Records to process:
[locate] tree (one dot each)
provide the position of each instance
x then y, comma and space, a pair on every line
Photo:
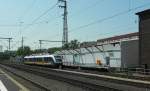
72, 45
53, 50
23, 51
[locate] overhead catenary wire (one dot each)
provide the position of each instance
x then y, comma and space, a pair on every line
28, 9
44, 13
106, 18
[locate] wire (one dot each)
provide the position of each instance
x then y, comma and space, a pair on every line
104, 19
108, 18
28, 9
36, 19
87, 8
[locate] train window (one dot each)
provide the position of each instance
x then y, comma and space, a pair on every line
39, 59
49, 59
58, 58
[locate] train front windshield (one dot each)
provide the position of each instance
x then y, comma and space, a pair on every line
58, 58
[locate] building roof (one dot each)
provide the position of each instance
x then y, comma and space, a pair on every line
119, 37
144, 12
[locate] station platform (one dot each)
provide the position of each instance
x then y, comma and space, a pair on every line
7, 83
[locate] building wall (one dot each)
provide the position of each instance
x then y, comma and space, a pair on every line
130, 53
144, 29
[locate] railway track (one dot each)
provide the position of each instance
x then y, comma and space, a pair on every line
88, 82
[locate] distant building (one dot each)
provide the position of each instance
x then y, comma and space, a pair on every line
1, 48
144, 37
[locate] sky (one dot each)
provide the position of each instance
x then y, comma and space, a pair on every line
88, 20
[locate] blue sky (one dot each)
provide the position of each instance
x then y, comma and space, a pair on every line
16, 15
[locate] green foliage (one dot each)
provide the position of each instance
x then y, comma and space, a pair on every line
72, 45
24, 51
4, 55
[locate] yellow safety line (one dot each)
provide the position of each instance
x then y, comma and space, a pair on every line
22, 88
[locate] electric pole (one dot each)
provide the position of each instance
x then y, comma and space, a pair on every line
65, 24
40, 41
9, 40
22, 44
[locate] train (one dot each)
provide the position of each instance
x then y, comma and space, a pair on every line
43, 60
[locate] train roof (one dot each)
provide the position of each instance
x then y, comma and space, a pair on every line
38, 56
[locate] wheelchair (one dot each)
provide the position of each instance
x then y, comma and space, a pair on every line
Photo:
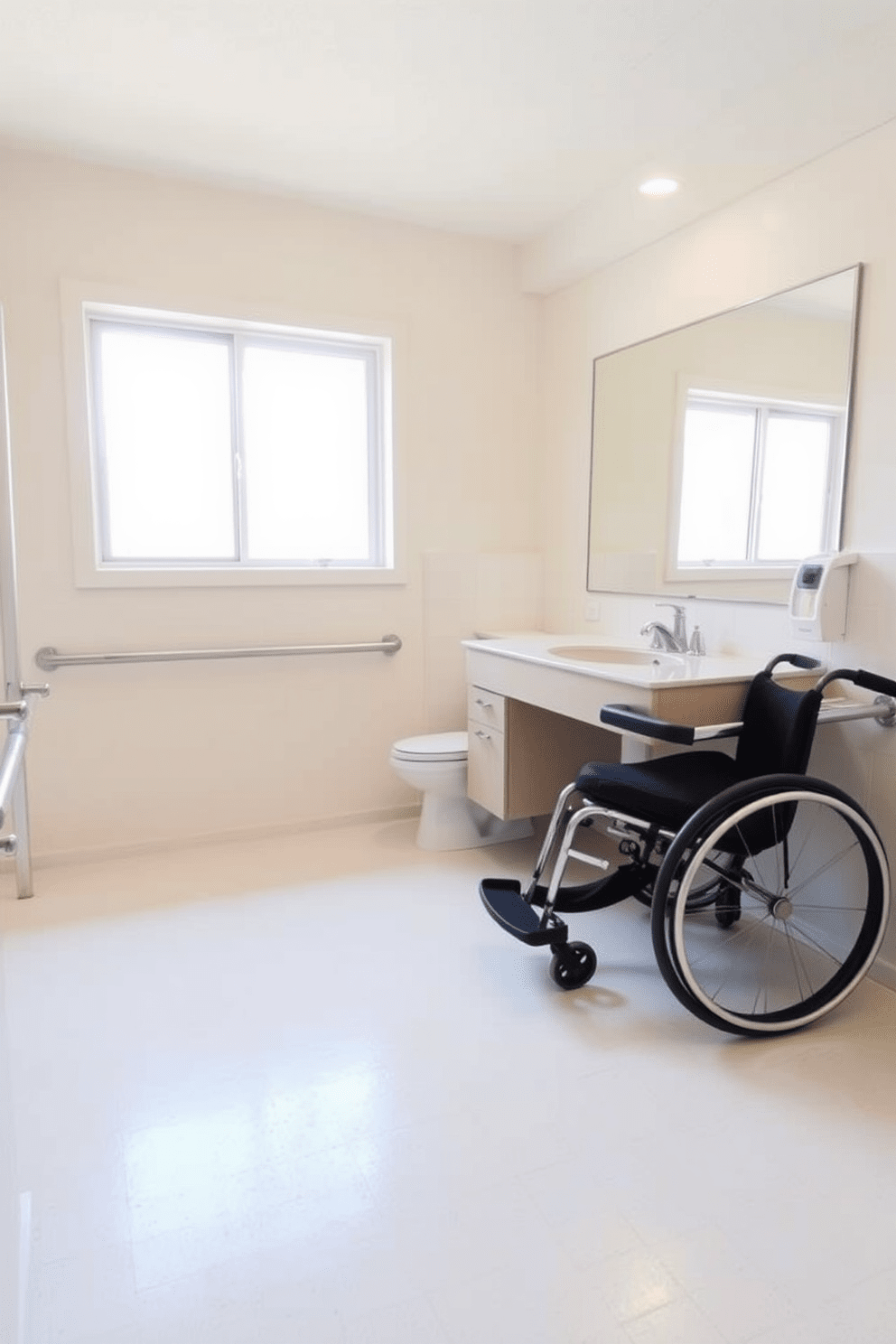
769, 890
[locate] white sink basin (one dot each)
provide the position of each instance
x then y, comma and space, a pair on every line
611, 653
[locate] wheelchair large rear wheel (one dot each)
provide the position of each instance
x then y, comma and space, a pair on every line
801, 911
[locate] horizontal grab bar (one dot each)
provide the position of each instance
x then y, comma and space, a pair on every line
50, 658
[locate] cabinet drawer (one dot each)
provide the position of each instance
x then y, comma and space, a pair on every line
487, 769
485, 707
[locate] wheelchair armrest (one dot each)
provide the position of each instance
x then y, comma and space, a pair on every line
645, 724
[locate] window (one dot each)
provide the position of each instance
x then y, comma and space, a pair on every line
757, 482
237, 446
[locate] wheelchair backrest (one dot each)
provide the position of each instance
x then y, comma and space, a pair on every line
778, 729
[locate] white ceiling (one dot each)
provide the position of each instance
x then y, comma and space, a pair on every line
524, 120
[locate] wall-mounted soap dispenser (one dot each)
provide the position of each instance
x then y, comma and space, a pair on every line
818, 597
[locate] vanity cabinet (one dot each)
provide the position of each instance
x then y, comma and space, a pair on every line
520, 756
534, 710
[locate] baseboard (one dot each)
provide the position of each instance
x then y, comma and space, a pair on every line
164, 845
24, 1266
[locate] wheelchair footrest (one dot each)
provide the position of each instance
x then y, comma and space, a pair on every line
617, 886
504, 901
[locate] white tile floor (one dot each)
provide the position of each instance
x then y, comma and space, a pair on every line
306, 1092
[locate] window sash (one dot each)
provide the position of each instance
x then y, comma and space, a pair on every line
763, 412
240, 338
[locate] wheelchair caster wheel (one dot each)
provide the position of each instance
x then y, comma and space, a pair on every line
573, 966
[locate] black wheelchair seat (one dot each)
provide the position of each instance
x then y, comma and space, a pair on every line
769, 890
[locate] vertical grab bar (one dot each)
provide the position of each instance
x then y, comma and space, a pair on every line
10, 638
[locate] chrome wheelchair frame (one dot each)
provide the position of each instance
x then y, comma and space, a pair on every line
769, 901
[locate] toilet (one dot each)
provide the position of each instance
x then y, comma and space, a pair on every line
435, 763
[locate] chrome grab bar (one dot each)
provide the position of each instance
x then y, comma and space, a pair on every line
50, 658
11, 761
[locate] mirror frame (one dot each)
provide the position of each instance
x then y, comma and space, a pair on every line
774, 586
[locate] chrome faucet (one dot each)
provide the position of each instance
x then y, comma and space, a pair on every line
675, 640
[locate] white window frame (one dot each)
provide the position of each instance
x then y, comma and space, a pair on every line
85, 309
762, 404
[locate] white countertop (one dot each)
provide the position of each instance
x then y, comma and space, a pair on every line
537, 648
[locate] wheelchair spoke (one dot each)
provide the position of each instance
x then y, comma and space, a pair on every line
825, 867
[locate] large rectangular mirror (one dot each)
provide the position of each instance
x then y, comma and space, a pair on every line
719, 451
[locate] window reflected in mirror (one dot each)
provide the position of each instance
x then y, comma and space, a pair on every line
720, 449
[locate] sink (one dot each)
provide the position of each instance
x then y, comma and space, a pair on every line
611, 653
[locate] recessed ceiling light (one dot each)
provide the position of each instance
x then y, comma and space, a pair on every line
658, 187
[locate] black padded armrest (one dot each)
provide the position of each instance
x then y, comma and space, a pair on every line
645, 724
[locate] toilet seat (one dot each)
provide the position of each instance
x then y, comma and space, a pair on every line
432, 746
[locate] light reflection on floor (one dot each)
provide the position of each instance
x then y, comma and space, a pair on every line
336, 1105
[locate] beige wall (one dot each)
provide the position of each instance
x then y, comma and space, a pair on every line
141, 754
829, 215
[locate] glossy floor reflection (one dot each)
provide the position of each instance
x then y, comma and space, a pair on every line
306, 1092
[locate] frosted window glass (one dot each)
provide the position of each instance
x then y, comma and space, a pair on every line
794, 487
716, 482
305, 434
167, 446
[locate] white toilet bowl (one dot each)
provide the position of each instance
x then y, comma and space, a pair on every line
435, 763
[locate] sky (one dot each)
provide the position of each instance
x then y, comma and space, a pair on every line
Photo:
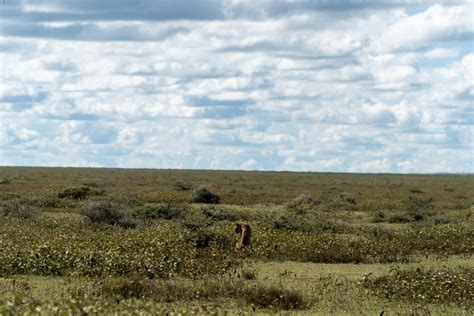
327, 86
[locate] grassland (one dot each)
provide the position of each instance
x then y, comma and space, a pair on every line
98, 241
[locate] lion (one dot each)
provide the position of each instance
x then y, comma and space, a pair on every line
245, 231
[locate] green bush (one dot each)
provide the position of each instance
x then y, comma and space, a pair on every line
77, 193
159, 211
205, 237
203, 195
275, 297
107, 212
19, 209
182, 186
426, 286
217, 213
302, 204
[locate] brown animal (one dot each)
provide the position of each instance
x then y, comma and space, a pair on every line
245, 231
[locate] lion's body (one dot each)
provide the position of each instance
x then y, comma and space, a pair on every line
245, 233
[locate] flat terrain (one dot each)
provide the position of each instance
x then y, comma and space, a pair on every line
98, 241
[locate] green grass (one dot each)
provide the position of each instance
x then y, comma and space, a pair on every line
322, 244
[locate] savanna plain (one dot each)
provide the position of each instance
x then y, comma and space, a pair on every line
129, 241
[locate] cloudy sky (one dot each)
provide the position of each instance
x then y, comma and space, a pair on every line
350, 86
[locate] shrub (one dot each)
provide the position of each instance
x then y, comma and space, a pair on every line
77, 193
219, 213
249, 274
182, 186
19, 209
203, 195
274, 296
203, 238
299, 222
379, 217
302, 204
347, 198
414, 203
159, 211
107, 212
134, 287
427, 286
399, 219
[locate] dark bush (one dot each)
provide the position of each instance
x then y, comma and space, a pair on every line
419, 216
181, 186
217, 213
203, 195
78, 193
379, 217
19, 209
304, 223
203, 238
302, 204
159, 211
399, 219
414, 203
134, 287
107, 212
249, 274
348, 199
426, 286
275, 297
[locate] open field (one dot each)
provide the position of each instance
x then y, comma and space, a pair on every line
116, 240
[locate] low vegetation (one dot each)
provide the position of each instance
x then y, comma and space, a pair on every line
145, 240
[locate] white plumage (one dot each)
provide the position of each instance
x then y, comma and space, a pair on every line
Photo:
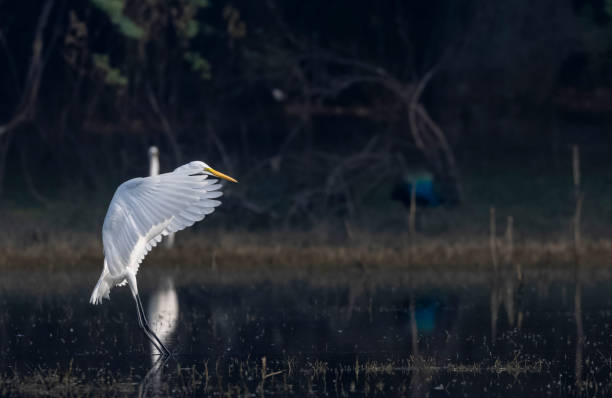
143, 210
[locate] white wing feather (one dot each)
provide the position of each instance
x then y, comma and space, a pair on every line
145, 209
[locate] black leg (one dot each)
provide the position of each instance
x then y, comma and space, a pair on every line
147, 329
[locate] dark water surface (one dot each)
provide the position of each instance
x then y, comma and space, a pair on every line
534, 332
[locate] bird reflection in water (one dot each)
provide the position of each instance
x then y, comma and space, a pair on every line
163, 313
162, 316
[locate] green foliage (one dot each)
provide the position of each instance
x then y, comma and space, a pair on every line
113, 76
114, 10
198, 64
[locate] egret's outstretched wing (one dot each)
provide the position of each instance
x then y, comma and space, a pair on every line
145, 209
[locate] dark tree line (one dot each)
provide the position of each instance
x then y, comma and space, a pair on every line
329, 100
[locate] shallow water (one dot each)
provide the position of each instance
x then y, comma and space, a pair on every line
364, 332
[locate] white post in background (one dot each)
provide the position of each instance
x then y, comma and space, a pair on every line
153, 171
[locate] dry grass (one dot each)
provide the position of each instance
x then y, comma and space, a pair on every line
226, 249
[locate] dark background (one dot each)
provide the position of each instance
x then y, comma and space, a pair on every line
318, 108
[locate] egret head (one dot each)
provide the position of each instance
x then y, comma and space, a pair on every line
212, 172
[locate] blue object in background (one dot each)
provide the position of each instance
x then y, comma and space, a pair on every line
425, 192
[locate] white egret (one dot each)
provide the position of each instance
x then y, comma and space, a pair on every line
153, 171
142, 211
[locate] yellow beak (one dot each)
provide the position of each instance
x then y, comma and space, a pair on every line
219, 174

Exercise objective:
Repeat the line that contains "[locate] dark water surface (one dot each)", then every line after it until the records end, with nothing added.

Response to the exercise:
[locate] dark water surface (one dot each)
provide the position of each instance
x then y, comma and space, a pair on every line
534, 332
[locate] bird reflection in water (one dot each)
provide the position of each instance
x then y, comma and space, a pair on every line
163, 313
162, 316
[locate] green foliage (one dot each)
provide the position of each instance
x then y, comma and space, a pair on every line
113, 76
114, 10
198, 64
[locate] egret's outstretched wing (one dot each)
provide the position of each instance
x then y, comma and space, a pair on every line
145, 209
[locate] dark tree line (one dot each)
provide the position of each instance
x then y, comma and space, a pair on every line
329, 100
[locate] shallow water (one dot each)
provide the position of each instance
x then y, comma and space, a pair on every line
364, 332
[locate] white post in background (one dot each)
provide the position of each instance
x then y, comma and space, a pair on every line
153, 171
[locate] dry grass (one dot each)
provide the position of each instance
x then y, comma and space, a pair on every line
226, 249
[locate] dark background (one dot each)
provide the position of each instance
x then y, comma and space, a pair on every line
318, 108
[locate] egret head (one dot each)
provide the position of each instance
x then y, comma and space, a pair on every line
212, 172
[locate] blue object in background (one dot each)
provide the position of each instance
x then y, comma and space, a pair on every line
425, 192
[locate] white egret (one dot each)
provide the position of each instance
x then y, comma and space, a pair on every line
153, 171
142, 211
[locate] yellow beak (one dot each)
provide the position of each instance
x then y, comma and space, a pair on every line
219, 174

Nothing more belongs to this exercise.